MATERIAL SUPPLIED

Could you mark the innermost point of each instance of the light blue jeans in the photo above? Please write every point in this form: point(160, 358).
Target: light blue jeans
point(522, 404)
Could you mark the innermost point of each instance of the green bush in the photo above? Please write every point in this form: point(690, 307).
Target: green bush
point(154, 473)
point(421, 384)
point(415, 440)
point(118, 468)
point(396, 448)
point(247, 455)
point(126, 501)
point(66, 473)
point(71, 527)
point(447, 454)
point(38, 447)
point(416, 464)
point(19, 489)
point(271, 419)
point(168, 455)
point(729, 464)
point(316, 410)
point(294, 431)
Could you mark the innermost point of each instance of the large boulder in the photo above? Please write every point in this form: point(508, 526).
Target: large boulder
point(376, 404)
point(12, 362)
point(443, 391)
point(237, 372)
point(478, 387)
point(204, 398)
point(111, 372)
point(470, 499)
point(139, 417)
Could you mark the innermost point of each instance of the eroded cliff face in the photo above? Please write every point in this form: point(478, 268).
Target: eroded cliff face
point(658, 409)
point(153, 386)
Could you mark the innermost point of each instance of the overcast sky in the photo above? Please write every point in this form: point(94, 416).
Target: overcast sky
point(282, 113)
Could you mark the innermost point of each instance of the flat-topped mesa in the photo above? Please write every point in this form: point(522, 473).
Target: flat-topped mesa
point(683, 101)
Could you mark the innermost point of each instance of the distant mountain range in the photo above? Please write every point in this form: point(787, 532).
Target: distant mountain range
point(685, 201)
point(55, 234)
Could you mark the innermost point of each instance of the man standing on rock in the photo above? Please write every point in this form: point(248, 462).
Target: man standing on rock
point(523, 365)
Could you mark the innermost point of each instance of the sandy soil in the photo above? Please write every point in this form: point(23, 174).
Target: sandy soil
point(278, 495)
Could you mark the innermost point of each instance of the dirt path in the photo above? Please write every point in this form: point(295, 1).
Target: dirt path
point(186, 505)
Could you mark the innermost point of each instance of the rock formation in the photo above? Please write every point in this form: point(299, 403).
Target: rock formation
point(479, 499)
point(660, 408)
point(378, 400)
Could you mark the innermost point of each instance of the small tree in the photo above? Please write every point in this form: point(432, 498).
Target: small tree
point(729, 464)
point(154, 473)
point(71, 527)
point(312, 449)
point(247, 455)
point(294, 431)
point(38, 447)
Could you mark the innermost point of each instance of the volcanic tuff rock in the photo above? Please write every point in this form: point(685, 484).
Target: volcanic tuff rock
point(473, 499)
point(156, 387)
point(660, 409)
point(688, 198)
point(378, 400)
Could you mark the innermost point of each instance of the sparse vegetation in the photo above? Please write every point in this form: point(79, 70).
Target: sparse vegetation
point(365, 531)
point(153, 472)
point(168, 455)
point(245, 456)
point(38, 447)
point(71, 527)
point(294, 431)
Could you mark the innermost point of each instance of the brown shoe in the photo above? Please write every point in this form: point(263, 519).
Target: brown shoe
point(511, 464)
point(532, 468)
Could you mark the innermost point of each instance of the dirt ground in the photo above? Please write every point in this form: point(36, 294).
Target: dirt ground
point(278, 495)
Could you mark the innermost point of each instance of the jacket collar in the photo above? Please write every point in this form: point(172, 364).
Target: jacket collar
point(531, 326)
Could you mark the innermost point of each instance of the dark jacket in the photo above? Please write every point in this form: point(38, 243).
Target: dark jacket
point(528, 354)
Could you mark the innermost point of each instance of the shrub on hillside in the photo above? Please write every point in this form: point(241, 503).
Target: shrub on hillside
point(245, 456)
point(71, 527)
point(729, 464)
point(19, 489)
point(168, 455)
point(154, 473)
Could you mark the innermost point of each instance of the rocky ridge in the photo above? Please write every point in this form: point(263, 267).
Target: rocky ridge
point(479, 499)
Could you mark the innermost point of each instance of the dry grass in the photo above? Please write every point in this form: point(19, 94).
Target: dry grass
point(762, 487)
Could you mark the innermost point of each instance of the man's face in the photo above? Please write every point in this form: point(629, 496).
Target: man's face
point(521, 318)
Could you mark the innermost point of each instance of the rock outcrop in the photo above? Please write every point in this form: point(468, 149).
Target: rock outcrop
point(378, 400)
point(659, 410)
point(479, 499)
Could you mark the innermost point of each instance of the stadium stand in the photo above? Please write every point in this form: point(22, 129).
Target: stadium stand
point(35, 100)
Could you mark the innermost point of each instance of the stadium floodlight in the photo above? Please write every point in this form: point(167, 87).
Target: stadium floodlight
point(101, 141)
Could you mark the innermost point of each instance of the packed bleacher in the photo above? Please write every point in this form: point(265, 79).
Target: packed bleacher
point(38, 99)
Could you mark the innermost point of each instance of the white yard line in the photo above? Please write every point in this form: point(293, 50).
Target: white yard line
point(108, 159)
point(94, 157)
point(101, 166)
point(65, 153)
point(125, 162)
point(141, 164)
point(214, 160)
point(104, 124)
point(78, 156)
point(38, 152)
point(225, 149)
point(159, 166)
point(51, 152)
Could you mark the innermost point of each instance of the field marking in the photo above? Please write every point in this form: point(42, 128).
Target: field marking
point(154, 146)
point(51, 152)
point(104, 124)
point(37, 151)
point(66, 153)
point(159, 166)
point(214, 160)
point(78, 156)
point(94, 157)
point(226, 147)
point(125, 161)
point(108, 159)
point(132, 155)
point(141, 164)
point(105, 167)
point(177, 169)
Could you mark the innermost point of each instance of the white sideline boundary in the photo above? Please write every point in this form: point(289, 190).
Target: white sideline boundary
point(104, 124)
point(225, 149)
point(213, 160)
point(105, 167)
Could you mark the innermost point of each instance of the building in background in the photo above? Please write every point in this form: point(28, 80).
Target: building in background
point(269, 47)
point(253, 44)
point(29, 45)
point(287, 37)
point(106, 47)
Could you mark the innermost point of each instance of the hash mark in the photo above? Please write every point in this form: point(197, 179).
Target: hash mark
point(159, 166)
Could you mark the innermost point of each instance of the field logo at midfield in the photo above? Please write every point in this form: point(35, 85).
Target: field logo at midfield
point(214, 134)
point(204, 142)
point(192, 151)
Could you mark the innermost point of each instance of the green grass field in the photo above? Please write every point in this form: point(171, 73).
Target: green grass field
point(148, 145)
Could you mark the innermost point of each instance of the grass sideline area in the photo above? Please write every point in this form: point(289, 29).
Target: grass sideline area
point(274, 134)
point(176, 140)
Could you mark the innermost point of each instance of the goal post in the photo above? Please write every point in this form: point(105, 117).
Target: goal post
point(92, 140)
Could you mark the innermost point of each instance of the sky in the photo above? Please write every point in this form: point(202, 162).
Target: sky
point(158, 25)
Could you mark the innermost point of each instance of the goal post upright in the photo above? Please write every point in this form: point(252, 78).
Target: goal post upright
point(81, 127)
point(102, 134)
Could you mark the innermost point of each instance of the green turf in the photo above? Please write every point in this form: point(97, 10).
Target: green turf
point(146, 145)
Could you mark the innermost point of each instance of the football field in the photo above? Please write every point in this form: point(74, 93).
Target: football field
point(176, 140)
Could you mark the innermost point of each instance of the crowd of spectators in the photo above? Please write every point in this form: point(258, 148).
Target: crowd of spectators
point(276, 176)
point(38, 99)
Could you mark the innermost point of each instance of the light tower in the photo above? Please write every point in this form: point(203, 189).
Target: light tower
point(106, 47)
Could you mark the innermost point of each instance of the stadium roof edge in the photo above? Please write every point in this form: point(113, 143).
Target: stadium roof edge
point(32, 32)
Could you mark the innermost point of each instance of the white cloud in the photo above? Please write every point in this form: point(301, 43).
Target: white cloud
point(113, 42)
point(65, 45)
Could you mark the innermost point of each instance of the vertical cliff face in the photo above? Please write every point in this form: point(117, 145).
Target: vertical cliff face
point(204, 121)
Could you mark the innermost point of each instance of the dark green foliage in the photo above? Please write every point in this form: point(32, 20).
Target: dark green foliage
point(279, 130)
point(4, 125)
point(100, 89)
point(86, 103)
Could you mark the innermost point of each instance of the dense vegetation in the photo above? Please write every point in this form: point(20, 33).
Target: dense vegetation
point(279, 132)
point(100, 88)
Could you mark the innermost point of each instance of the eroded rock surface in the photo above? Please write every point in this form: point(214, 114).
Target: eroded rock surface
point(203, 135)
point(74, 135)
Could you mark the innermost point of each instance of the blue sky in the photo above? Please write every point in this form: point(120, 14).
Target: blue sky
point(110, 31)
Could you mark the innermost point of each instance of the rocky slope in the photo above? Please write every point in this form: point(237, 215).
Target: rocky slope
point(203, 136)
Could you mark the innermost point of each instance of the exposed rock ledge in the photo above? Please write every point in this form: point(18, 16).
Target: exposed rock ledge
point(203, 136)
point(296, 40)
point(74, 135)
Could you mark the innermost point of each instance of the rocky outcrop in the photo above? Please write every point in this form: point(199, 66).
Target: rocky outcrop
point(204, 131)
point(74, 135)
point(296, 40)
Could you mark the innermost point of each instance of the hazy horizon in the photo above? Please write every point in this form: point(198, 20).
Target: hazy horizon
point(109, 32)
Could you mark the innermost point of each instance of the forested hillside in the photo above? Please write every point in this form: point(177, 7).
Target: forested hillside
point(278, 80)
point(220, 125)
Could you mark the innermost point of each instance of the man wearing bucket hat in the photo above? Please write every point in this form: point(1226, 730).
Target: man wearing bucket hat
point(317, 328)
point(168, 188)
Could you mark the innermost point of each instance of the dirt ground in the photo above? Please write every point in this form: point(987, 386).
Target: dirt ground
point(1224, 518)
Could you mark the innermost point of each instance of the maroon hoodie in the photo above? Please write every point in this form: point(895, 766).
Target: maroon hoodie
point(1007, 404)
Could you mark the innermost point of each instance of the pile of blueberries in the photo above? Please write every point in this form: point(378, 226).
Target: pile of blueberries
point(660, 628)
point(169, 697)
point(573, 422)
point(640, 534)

WHAT YOU HAVE TO DO
Print the stretch of lines above from the line containing "form: point(113, 143)." through the line containing "point(65, 45)", with both end lines included and every line reproduced verbatim.

RESPONSE TO THIS TASK
Could you mark the innermost point of each instance of the stadium roof edge in the photo above? Please write every point in this form: point(113, 143).
Target: stadium roof edge
point(32, 32)
Could you mark the innermost point of each instance of the white cloud in the photo above? Please write every point in this form: point(301, 43).
Target: white cloud
point(113, 42)
point(65, 45)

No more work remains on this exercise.